**Stored entries:**
* * * * * * * * *

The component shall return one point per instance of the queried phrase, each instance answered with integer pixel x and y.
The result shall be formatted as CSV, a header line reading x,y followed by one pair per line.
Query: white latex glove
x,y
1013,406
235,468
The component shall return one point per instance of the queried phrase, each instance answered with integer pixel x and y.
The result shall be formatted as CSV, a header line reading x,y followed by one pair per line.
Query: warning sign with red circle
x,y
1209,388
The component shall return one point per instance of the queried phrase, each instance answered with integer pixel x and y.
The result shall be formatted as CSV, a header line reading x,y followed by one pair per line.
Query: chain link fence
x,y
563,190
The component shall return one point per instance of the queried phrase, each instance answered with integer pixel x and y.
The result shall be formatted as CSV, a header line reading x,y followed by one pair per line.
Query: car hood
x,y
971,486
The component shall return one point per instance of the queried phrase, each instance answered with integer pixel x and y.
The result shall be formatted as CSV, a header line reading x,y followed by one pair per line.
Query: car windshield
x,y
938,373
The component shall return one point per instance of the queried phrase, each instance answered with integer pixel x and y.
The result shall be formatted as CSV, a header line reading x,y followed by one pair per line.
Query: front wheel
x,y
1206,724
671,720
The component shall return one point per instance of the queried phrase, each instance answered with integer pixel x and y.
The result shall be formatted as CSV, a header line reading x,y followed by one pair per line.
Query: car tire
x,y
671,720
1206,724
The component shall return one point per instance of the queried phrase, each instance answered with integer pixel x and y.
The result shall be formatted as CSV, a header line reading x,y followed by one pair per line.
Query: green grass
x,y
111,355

* * * * * * * * *

**Problem statement:** Locate each line in the data above that contains the word "Query", matching case exactly, and copy those lines.

**Answer for the task:**
Query: white latex glove
Query: warning sign with red circle
Query: chain link fence
Query: car hood
Query: car windshield
Query: front wheel
Query: car tire
Query: green grass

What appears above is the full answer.